=== 課題 1 ===
本文の「で、改版のたびに手を入れてい」から「りだと思うのが当然でしょう。」までを、「日光浴」を「外気浴」に置き換えて書き直してください。
=== 課題 2 ===
本文でカタカナで書かれている語をすべて挙げてください。

さて、今回はあの松田道雄先生の『定本 育児の百科』が満を持しての登場です! もう泣く子も黙る、育児書界における名著中の名著。事実、妊娠中からあらゆるひとに薦められ続けていました。しかし、著者が故人であること、また内容も古くなってしまっていたこと(初版が1967年!)から絶版(泣)。仕方なく他の育児書を購入したのですが、なんとひっそりと今年1月に岩波文庫から三分冊で文庫化されていたではありませんか!! なんだ! 早く言ってよ、もう!!

で、改版のたびに手を入れていたとはいえ、40年以上も昔に書かれた育児書がなんでそんなに絶賛されるのか全然わからなかったのですよ。だってつい10年くらい前までは「頭の形がキレイになる」とかいって、乳児をうつぶせに寝かせるのが流行っていたのに、今ではSIDS乳幼児突然死症候群)の一因だといって厳禁に。また、骨の成長を促すからと日光浴も奨励されていたけど、今では骨の成長のメリットよりも紫外線のデメリットのほうが大きいからと、乳幼児を直射日光にさらすのはタブーになってます。たかだか数年でこんなんなんだから、どう考えてもこの本に書かれているのは、今では役立たずで時代遅れな内容ばかりだと思うのが当然でしょう。

=== 記録データ ===
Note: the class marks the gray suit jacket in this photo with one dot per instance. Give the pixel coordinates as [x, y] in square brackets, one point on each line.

=== 出力 1 ===
で、改版のたびに手を入れていたとはいえ、40年以上も昔に書かれた育児書がなんでそんなに絶賛されるのか全然わからなかったのですよ。だってつい10年くらい前までは「頭の形がキレイになる」とかいって、乳児をうつぶせに寝かせるのが流行っていたのに、今ではSIDS乳幼児突然死症候群)の一因だといって厳禁に。また、骨の成長を促すからと外気浴も奨励されていたけど、今では骨の成長のメリットよりも紫外線のデメリットのほうが大きいからと、乳幼児を直射日光にさらすのはタブーになってます。たかだか数年でこんなんなんだから、どう考えてもこの本に書かれているのは、今では役立たずで時代遅れな内容ばかりだと思うのが当然でしょう。

=== 出力 2 ===
キレイ、メリット、デメリット、タブー